Verbatim, and with nothing else, reproduce the data below from its first line through the line containing "# spot one keypoint per instance of the dark".

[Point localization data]
---

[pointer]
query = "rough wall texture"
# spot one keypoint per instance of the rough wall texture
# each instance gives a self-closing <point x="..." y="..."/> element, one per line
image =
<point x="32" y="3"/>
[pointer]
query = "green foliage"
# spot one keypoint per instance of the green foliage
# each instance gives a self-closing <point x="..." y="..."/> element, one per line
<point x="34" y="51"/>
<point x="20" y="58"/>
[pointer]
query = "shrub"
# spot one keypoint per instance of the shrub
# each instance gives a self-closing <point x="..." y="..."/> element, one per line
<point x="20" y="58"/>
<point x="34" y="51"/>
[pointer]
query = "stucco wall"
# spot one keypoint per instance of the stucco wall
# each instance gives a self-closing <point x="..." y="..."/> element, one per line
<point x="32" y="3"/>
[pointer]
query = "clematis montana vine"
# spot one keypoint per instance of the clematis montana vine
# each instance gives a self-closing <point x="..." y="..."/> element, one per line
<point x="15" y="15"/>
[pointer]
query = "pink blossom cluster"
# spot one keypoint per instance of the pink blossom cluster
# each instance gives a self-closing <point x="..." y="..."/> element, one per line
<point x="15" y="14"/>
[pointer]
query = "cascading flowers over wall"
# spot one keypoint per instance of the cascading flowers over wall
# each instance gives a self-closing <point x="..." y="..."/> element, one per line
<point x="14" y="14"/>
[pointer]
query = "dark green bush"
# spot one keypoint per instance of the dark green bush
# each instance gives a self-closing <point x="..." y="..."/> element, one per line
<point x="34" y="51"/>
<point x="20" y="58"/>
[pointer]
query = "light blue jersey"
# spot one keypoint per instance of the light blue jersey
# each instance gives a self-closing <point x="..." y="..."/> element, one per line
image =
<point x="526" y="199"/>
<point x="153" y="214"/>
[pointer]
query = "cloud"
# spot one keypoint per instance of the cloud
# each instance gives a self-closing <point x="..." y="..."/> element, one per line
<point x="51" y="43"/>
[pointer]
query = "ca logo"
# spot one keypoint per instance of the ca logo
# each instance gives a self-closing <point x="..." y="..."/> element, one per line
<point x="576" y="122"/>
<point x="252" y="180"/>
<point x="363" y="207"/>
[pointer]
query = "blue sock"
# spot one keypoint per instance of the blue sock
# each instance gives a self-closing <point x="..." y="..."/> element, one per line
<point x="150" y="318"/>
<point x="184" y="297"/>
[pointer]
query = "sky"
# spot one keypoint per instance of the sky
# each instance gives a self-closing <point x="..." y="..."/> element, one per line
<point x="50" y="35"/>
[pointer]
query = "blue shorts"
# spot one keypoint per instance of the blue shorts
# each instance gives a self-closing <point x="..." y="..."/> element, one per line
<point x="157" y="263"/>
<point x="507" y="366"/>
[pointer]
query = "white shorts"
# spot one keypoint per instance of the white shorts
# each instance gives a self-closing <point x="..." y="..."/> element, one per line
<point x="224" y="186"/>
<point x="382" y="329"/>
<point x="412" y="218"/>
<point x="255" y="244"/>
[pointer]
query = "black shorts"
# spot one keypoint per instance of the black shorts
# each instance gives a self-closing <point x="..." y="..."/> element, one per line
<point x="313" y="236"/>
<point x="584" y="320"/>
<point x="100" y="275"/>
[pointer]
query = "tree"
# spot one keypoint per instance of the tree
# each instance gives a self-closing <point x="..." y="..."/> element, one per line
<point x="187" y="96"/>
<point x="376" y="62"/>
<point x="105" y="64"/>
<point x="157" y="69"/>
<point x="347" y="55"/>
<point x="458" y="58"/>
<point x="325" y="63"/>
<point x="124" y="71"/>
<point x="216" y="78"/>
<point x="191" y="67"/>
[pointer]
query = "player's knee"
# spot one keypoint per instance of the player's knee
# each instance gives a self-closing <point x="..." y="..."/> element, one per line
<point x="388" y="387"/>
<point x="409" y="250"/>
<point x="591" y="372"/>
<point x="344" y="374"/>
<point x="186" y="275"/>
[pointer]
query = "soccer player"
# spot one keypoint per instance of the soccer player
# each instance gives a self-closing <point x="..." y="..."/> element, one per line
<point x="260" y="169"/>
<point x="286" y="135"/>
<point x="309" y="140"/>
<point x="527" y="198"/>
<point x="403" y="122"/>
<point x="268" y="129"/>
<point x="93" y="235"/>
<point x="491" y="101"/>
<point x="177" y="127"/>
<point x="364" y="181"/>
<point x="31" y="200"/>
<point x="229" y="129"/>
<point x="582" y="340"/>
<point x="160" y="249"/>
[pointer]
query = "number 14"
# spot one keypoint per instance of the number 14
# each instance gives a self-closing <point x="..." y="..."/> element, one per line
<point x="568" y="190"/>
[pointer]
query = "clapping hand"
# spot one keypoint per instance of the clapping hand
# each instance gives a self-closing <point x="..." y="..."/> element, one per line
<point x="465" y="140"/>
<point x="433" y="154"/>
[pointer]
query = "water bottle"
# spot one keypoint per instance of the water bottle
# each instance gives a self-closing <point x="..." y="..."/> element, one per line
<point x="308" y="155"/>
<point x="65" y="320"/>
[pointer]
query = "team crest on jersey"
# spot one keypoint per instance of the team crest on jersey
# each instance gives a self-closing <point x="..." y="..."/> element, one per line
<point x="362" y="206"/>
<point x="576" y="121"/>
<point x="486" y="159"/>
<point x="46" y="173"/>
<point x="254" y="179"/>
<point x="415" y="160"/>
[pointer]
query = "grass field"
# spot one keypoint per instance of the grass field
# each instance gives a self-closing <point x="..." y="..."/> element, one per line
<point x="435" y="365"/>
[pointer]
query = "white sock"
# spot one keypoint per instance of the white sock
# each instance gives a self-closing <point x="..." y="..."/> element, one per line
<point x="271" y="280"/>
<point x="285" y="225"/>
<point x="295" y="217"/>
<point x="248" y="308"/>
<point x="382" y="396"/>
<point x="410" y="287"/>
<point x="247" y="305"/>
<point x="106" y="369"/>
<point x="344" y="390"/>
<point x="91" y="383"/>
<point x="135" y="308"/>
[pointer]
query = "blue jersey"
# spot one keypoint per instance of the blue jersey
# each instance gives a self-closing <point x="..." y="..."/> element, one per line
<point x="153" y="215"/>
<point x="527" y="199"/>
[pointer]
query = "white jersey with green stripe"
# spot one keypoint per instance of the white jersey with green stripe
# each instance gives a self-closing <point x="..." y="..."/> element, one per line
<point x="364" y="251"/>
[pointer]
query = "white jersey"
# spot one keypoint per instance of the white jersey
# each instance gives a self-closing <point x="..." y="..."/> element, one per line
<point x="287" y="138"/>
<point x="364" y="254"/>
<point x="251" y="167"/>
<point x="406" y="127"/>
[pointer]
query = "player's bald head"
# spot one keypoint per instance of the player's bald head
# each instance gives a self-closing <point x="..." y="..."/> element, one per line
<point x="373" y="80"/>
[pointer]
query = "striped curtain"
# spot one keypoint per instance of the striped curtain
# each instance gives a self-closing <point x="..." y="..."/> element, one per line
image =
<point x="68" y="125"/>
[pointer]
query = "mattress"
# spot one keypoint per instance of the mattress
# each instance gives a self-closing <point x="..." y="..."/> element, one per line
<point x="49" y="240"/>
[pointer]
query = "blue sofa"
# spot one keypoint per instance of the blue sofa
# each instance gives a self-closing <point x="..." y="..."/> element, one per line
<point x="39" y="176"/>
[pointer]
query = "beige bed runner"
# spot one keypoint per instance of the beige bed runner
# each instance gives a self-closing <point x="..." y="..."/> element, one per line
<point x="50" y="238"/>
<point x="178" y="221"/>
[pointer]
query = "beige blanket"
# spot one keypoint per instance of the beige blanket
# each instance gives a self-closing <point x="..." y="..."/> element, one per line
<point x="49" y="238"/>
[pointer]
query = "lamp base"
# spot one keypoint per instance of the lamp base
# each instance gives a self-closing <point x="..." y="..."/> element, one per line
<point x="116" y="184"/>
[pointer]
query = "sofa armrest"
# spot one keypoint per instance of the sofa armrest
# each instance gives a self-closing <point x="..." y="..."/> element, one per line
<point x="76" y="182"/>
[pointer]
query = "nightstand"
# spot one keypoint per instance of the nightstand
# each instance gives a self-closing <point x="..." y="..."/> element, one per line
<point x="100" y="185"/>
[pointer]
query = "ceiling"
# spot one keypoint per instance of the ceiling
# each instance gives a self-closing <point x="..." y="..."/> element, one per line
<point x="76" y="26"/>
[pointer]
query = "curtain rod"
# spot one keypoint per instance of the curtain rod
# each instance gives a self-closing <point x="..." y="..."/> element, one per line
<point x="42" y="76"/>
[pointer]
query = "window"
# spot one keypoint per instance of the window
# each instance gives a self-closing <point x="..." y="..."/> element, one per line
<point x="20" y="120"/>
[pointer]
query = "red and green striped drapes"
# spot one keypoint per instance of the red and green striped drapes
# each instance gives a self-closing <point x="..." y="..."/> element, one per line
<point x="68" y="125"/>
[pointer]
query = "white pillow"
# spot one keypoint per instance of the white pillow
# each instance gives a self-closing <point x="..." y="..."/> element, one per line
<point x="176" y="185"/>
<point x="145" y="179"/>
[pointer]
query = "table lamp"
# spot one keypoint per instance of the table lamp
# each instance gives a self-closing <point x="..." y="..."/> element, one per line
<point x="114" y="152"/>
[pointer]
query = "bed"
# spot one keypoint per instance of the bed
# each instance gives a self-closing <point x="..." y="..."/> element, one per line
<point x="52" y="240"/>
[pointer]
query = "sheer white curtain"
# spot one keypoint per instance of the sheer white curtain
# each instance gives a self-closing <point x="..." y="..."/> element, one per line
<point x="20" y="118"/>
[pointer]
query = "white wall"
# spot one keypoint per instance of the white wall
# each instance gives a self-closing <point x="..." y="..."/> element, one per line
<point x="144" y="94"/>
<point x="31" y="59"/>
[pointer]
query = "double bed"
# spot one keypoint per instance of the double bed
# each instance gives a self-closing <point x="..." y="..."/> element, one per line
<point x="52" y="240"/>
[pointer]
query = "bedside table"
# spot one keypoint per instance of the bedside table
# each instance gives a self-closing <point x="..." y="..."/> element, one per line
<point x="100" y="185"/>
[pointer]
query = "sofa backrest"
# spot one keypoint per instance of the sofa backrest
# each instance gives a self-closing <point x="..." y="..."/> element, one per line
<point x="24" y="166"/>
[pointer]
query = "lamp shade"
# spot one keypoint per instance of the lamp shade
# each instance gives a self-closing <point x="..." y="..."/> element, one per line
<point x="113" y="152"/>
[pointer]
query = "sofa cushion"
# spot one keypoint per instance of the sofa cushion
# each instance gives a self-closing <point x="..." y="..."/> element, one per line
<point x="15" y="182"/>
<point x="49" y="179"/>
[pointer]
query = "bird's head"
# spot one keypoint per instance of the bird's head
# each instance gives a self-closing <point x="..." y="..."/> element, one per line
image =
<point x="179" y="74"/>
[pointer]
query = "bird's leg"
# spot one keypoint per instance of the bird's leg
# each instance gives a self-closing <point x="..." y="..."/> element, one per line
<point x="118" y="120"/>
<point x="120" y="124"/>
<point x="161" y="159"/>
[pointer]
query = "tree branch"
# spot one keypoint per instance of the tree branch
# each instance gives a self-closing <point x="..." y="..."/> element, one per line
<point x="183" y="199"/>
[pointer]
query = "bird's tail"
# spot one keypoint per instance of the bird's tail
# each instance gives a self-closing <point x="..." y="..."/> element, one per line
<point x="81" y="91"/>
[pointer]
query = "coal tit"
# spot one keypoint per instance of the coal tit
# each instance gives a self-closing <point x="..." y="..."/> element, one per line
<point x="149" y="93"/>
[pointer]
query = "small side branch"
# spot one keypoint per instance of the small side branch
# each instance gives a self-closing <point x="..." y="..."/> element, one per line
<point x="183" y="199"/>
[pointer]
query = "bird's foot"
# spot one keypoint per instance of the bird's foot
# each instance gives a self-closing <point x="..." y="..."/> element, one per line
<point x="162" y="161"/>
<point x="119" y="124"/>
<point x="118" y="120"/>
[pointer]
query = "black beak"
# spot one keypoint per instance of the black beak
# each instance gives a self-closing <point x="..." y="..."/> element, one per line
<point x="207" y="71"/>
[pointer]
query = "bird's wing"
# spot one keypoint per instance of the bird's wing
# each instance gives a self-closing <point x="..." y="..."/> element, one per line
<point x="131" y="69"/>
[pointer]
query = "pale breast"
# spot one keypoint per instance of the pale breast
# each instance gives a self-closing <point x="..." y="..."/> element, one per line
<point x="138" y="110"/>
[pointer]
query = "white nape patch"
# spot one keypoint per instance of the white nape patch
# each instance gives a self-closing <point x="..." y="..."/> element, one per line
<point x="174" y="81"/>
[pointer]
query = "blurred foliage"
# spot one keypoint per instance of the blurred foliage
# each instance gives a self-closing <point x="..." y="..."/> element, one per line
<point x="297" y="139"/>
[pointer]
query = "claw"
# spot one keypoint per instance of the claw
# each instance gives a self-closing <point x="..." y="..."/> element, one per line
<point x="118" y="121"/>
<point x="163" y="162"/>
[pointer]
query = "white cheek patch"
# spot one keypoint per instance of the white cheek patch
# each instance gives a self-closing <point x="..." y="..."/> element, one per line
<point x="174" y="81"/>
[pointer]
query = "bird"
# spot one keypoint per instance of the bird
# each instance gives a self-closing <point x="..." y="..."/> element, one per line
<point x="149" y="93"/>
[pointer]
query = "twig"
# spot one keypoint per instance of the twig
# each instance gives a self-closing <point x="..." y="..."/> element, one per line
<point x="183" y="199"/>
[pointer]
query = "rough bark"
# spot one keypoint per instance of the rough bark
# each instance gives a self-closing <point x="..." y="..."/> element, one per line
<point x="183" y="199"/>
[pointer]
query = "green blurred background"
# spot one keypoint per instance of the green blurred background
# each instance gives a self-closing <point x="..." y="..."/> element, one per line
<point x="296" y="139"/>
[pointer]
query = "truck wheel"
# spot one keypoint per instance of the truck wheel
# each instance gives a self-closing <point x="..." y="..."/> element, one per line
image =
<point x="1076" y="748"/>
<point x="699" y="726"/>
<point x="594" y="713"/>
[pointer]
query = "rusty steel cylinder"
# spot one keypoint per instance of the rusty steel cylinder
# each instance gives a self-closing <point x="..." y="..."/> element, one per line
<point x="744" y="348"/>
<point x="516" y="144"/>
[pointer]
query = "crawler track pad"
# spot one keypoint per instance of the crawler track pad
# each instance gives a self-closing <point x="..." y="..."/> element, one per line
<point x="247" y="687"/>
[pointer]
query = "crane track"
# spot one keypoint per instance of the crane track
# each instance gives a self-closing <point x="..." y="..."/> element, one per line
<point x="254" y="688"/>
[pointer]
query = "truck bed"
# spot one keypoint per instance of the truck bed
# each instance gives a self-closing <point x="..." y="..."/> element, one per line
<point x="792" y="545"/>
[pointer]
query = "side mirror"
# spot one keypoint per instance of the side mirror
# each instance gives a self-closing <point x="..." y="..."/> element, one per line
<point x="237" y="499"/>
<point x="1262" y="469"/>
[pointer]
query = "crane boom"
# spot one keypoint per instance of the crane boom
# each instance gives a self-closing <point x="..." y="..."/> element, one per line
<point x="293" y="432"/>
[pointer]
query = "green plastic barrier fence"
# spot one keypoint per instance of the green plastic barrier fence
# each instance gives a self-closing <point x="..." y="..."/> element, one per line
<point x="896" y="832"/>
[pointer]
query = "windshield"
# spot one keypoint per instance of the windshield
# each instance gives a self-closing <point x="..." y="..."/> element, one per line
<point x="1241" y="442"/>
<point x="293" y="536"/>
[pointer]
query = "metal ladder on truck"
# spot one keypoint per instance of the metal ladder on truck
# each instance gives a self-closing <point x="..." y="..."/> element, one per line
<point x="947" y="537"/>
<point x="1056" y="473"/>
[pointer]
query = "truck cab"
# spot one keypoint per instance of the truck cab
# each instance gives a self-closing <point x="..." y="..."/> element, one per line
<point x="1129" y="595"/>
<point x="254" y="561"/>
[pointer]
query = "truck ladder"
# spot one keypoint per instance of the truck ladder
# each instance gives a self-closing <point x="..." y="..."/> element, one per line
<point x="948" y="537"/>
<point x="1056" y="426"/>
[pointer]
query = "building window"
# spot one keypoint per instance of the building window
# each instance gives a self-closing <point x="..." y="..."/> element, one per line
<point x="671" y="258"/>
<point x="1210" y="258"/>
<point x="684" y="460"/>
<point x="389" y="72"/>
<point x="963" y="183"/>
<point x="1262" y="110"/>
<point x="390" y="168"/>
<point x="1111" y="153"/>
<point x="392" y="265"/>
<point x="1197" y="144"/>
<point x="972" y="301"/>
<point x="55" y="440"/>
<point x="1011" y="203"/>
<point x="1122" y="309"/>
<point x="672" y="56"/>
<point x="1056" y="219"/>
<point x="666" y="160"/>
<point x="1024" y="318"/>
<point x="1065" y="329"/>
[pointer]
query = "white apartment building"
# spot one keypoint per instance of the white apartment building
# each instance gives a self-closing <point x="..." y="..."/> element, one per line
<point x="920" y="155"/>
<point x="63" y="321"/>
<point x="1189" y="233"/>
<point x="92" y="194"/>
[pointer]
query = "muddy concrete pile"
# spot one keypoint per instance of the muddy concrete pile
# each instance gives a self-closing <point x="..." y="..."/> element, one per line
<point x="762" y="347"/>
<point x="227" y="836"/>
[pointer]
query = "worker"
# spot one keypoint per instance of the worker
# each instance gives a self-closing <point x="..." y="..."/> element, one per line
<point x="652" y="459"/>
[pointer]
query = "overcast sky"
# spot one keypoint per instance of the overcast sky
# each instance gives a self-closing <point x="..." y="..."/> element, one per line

---

_TASK OUTPUT_
[pointer]
query = "rough wall texture"
# spot one keypoint per instance of the rough wall texture
# each instance gives a self-closing <point x="..." y="..."/> element, one per line
image =
<point x="32" y="3"/>
[pointer]
query = "green foliage"
# spot one keypoint per instance of the green foliage
# each instance gives a self-closing <point x="..." y="..."/> element, one per line
<point x="34" y="51"/>
<point x="20" y="58"/>
[pointer]
query = "shrub"
# spot one keypoint per instance of the shrub
# each instance gives a self-closing <point x="..." y="..."/> element, one per line
<point x="20" y="58"/>
<point x="34" y="51"/>
[pointer]
query = "stucco wall"
# spot one keypoint per instance of the stucco wall
# each instance gives a self-closing <point x="..." y="..."/> element, one per line
<point x="32" y="3"/>
[pointer]
query = "clematis montana vine"
# spot one keypoint per instance of the clematis montana vine
# each instance gives a self-closing <point x="..." y="..."/> element, one per line
<point x="15" y="15"/>
[pointer]
query = "pink blossom cluster"
# spot one keypoint per instance of the pink blossom cluster
# each instance gives a self-closing <point x="..." y="..."/> element, one per line
<point x="15" y="14"/>
[pointer]
query = "cascading flowers over wall"
# spot one keypoint per instance of the cascading flowers over wall
# each instance gives a self-closing <point x="..." y="..."/> element, one per line
<point x="14" y="14"/>
[pointer]
query = "dark green bush"
# spot one keypoint per instance of the dark green bush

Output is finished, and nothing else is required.